■ Recorded data ■
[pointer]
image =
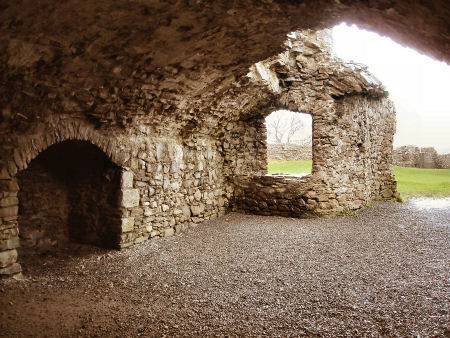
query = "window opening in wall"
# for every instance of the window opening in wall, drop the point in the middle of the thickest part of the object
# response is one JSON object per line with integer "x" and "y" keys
{"x": 418, "y": 86}
{"x": 289, "y": 143}
{"x": 68, "y": 194}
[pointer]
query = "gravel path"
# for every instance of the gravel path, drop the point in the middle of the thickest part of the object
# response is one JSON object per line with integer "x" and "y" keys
{"x": 382, "y": 272}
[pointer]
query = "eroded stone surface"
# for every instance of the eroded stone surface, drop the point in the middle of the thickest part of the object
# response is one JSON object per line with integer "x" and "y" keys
{"x": 190, "y": 142}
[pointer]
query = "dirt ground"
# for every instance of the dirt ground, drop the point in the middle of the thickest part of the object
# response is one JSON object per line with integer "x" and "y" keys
{"x": 382, "y": 272}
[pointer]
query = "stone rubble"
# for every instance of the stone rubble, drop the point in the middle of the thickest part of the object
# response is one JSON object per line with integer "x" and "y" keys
{"x": 207, "y": 155}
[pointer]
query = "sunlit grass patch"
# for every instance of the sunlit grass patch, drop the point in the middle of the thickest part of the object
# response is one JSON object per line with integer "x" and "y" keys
{"x": 410, "y": 181}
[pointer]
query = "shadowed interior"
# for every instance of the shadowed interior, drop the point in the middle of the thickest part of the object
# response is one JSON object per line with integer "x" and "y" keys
{"x": 69, "y": 193}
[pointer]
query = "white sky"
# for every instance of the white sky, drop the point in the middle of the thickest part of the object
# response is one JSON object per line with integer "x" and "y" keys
{"x": 418, "y": 84}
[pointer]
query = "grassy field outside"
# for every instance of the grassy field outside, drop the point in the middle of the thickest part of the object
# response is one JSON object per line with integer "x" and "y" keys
{"x": 410, "y": 181}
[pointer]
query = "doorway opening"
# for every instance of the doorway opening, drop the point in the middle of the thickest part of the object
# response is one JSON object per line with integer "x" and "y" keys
{"x": 69, "y": 194}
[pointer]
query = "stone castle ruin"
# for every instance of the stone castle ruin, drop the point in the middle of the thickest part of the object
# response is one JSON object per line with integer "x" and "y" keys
{"x": 123, "y": 122}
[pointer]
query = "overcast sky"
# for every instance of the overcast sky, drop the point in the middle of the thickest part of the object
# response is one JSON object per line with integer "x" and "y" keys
{"x": 418, "y": 84}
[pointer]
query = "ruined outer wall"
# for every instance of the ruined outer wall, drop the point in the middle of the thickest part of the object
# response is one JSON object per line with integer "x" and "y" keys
{"x": 353, "y": 128}
{"x": 351, "y": 167}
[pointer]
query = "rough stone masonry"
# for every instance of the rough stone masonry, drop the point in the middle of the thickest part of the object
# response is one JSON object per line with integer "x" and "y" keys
{"x": 174, "y": 94}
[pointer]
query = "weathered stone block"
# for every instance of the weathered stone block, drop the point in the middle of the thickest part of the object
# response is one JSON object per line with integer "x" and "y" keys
{"x": 9, "y": 211}
{"x": 127, "y": 179}
{"x": 8, "y": 244}
{"x": 168, "y": 232}
{"x": 9, "y": 201}
{"x": 11, "y": 270}
{"x": 130, "y": 198}
{"x": 127, "y": 224}
{"x": 197, "y": 209}
{"x": 8, "y": 257}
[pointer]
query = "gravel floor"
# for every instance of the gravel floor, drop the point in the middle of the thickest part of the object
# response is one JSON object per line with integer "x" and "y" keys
{"x": 382, "y": 272}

■ The task ■
Some lines above contain the word "doorway". Copy each of them.

■ Answer ■
query = "doorway opening"
# for every instance of the doorway opening, drop the point in the middle of the thickest part of the object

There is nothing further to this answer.